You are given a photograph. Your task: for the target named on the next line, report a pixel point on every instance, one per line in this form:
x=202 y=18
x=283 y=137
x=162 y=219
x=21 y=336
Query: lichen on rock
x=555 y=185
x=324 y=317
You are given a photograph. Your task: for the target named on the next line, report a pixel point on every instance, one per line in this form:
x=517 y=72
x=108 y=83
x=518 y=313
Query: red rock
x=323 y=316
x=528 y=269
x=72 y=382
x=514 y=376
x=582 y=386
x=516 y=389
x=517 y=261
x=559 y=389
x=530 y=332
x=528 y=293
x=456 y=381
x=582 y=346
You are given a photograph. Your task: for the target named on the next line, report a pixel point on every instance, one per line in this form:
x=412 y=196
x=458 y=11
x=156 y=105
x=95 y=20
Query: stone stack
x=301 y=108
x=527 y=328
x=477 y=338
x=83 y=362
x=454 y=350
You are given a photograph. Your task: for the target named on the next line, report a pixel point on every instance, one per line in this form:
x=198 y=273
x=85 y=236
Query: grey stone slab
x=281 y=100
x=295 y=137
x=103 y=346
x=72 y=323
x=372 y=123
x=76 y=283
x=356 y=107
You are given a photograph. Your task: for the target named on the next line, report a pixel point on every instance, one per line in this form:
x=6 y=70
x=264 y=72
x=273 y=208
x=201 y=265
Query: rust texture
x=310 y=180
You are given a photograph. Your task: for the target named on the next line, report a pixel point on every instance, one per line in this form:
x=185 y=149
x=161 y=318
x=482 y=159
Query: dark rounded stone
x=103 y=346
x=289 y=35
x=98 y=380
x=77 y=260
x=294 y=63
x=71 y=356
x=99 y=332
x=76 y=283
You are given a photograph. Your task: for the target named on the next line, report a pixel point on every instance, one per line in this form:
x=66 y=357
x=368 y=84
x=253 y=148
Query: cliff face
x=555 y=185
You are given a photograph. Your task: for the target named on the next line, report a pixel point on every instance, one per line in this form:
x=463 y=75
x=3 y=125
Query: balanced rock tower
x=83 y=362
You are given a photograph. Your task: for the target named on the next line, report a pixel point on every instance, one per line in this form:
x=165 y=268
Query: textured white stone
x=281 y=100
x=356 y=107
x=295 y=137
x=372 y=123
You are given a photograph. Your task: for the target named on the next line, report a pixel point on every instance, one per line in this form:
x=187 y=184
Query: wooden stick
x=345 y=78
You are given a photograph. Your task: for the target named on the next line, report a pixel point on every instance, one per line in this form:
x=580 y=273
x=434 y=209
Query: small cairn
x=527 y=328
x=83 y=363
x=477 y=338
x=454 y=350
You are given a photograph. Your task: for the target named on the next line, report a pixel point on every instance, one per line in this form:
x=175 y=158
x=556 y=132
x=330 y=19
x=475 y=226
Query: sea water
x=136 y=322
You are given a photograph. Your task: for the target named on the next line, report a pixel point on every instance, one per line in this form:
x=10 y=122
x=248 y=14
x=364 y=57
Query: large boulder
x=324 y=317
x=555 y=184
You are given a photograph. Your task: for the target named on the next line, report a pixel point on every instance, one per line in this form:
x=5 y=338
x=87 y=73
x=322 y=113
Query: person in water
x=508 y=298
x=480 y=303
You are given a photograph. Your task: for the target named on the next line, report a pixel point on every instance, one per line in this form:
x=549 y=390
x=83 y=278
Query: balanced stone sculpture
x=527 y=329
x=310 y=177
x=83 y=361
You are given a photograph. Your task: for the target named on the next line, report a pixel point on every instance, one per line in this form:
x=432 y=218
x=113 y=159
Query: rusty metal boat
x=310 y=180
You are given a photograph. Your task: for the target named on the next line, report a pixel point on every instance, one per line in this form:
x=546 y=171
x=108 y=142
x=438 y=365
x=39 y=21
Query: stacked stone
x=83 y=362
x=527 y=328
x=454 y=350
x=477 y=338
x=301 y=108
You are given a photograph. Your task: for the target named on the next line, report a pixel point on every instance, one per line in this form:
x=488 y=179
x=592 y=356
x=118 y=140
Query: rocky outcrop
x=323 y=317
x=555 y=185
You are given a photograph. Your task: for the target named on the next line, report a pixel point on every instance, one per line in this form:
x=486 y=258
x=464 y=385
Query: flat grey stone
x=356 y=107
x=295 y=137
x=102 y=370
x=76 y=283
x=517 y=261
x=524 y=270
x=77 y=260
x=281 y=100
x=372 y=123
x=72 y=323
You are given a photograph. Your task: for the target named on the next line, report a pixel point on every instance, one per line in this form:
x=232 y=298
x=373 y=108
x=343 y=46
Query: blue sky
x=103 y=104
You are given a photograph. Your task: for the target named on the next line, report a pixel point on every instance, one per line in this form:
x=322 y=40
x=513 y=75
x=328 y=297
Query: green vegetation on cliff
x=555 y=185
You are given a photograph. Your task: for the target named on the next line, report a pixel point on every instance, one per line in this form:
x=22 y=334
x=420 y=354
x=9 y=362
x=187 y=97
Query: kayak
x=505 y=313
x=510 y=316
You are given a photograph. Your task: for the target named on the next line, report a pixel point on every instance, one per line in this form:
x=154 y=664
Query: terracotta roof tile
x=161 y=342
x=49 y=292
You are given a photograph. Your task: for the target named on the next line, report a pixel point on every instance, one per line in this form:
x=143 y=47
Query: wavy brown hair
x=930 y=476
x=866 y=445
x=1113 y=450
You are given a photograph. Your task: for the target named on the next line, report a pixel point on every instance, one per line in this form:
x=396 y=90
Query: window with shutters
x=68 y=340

_What is needed_
This exercise calls for the entries to be restated exactly.

_Problem solution_
You are given a photograph. Your task: for the target named on the next line, report a pixel point on every instance, one per line in this form:
x=202 y=18
x=283 y=137
x=162 y=219
x=21 y=336
Query: lichen on rock
x=555 y=185
x=324 y=317
You are given a photograph. Your task: for the target named on the next line, report a pixel point on every instance, one per line in this form:
x=517 y=72
x=108 y=83
x=518 y=313
Query: red rock
x=323 y=316
x=528 y=269
x=72 y=382
x=514 y=376
x=582 y=386
x=516 y=389
x=517 y=261
x=559 y=389
x=530 y=332
x=528 y=293
x=456 y=381
x=582 y=346
You are given a photograph. Your task: for the target named on the next line, report a pixel point on every instance, one per line in this form:
x=412 y=196
x=458 y=11
x=156 y=105
x=95 y=20
Query: stone stack
x=301 y=108
x=527 y=328
x=477 y=338
x=83 y=362
x=454 y=350
You are given a photograph. Your task: for the target named on the next line, report a pixel point on every instance, one per line in this form:
x=198 y=273
x=85 y=236
Query: grey stone slab
x=281 y=100
x=295 y=137
x=103 y=346
x=72 y=323
x=372 y=123
x=76 y=283
x=356 y=107
You are given a photograph. Your task: for the target named on the next line, report a pixel point on every instance, one per line in this form:
x=6 y=70
x=264 y=72
x=273 y=208
x=201 y=265
Query: rust texture
x=310 y=180
You are given a photograph. Your task: for the target named on the next line, report a pixel point on every instance, one per line in this form:
x=185 y=149
x=161 y=318
x=482 y=159
Query: dark rounded stone
x=103 y=346
x=289 y=35
x=98 y=380
x=77 y=260
x=294 y=63
x=71 y=356
x=99 y=332
x=76 y=283
You are given a photograph. Your task: for the target named on the next line, report a pixel point on every instance, one per line in this form:
x=66 y=357
x=368 y=84
x=253 y=148
Query: cliff face
x=555 y=185
You are given a photograph. Your task: for the target named on the next line, report a pixel point on every instance, one per line in this form:
x=463 y=75
x=3 y=125
Query: balanced rock tower
x=83 y=362
You are given a photograph. Your task: for the target named on the next line, report a pixel point on every instance, one per line in this form:
x=165 y=268
Query: textured white stone
x=281 y=100
x=356 y=107
x=295 y=137
x=372 y=123
You are given a photograph. Your task: for the target named on the next line, report a pixel point on every instance, one per line in this form:
x=187 y=184
Query: wooden stick
x=345 y=78
You are given a photograph. Your task: for the target named on the next line, report a pixel point on every instance, one per line in this form:
x=580 y=273
x=434 y=209
Query: small cairn
x=527 y=328
x=83 y=363
x=477 y=338
x=454 y=350
You are given a photograph. Your task: for the target named on the next line, report a pixel point on every instance, one per line in this form:
x=175 y=158
x=556 y=132
x=330 y=19
x=475 y=226
Query: sea water
x=136 y=322
You are given a photograph. Your task: for the target named on the next line, report a pixel point on every instance, one per line in this form:
x=10 y=122
x=248 y=14
x=364 y=57
Query: large boulder
x=324 y=317
x=555 y=184
You are given a photograph. Your task: for the target named on the next line, report a pixel point on every instance, one per line in this form:
x=5 y=338
x=87 y=73
x=322 y=113
Query: person in water
x=508 y=298
x=480 y=303
You are given a photograph. Your task: for the target named on the next line, report a pixel point on every instance, one per line in this form:
x=549 y=390
x=83 y=278
Query: balanced stone sculpture
x=527 y=329
x=310 y=177
x=83 y=361
You are given a photograph. Your task: for the target named on the next line, report a pixel point on every instance, one per line in this form:
x=432 y=218
x=113 y=159
Query: rusty metal boat
x=310 y=180
You are given a photograph. Your task: for the target named on the next line, report a pixel point on every instance, one per line in this form:
x=546 y=171
x=108 y=142
x=438 y=365
x=39 y=21
Query: stacked stone
x=83 y=362
x=527 y=328
x=454 y=350
x=477 y=338
x=301 y=108
You are given a photograph. Your task: for the target named on the next line, report a pixel point on every instance, one per line in this form:
x=488 y=179
x=592 y=356
x=118 y=140
Query: rocky outcrop
x=323 y=317
x=555 y=185
You are given a photograph. Your task: for the target named on the next line, report a pixel point on every instance, one per line in this form:
x=486 y=258
x=464 y=385
Query: flat grey stone
x=356 y=107
x=295 y=137
x=102 y=370
x=76 y=283
x=517 y=261
x=524 y=270
x=77 y=260
x=281 y=100
x=372 y=123
x=72 y=323
You are given a photograph. Your task: for the target named on the next line, report a pixel point on every instance, one per line in this form:
x=232 y=298
x=373 y=108
x=343 y=46
Query: blue sky
x=103 y=104
You are given a photograph. Your task: for the target named on the next line, report a pixel point on every instance, one per line in this form:
x=322 y=40
x=513 y=75
x=328 y=297
Query: green vegetation on cliff
x=555 y=185
You are given a photograph. Your task: for the target named on the next line, report a pixel point on every instance, one per line in this form:
x=22 y=334
x=420 y=354
x=9 y=362
x=187 y=97
Query: kayak
x=505 y=313
x=510 y=316
You are given a photograph. Your task: for the target named on the next line, report a pixel point on every instance, one per line in this form:
x=154 y=664
Query: terracotta roof tile
x=161 y=342
x=49 y=292
You are given a photograph. Your task: for the target named on the next line, report a pixel point on every instance, one per line in this form:
x=143 y=47
Query: wavy brown hair
x=930 y=476
x=866 y=445
x=1113 y=450
You are given a photograph. Your task: for the target named on the next line, report a pixel point on every instance, one per line in this form:
x=396 y=90
Query: window with shutters
x=68 y=340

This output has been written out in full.